## TASK TO CARRY OUT
Turn every line below into a Markdown table with the columns Row and Line, numbering the rows and leaving out blank lines.

## DATA RECORDS
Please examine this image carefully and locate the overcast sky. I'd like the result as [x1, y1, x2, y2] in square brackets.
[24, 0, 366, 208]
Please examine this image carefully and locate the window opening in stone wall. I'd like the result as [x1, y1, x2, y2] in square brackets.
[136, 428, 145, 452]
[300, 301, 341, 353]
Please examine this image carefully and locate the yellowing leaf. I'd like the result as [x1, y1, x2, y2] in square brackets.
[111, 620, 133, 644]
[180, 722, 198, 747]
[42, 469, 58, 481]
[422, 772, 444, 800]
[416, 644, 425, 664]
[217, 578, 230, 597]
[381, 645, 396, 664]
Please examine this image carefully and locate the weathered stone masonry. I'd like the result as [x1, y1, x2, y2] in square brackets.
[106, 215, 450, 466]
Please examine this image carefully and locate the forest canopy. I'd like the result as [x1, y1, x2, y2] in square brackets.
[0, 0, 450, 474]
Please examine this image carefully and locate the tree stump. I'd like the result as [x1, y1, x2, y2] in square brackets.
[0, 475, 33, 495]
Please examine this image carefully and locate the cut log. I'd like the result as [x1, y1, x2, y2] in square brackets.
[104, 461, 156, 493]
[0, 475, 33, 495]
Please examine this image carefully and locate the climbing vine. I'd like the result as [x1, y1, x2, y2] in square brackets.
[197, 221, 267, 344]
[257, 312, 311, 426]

## RESPONSE TO THE EXERCISE
| Row | Line |
|---|---|
| 1 | Please examine this image carefully and locate the overcast sky. I'd like the result as [x1, y1, x2, y2] in square brackets. |
| 2 | [24, 0, 366, 208] |
| 3 | Please examine this image carefully and locate the window opening in stone wall. I'd like the result as [x1, y1, x2, y2] in square brackets. |
| 4 | [136, 428, 145, 452] |
| 5 | [300, 301, 341, 353] |
| 6 | Please examine this image carefully and locate the yellowing leaf. I'd like the result as [x1, y1, x2, y2] in square brackets. |
| 7 | [111, 620, 133, 644] |
| 8 | [180, 722, 198, 747] |
| 9 | [42, 469, 58, 481] |
| 10 | [422, 772, 444, 800] |
| 11 | [416, 644, 425, 664] |
| 12 | [217, 578, 230, 597] |
| 13 | [381, 645, 396, 664] |
| 14 | Please examine this image carefully and locate the weathered stone masonry. I'd like the result as [x1, y1, x2, y2] in square brackets. |
| 15 | [106, 215, 450, 466] |
| 16 | Please examine this image carefully and locate the forest canopy. I'd like the result as [x1, y1, x2, y2] in square brackets. |
| 17 | [0, 0, 450, 474] |
| 18 | Please examine this image carefully and locate the tree stump. I'd like the result as [x1, y1, x2, y2] in square brackets. |
| 19 | [0, 475, 33, 495] |
| 20 | Please examine this image carefully and locate the cut log. I'd like the result as [x1, y1, x2, y2] in square brackets. |
| 21 | [104, 461, 156, 493] |
| 22 | [0, 475, 33, 495] |
| 23 | Please examine this image carefully and locate the climbing vine. I'd like the result as [x1, y1, x2, y2] in square brackets. |
| 24 | [197, 221, 267, 344] |
| 25 | [257, 312, 311, 426] |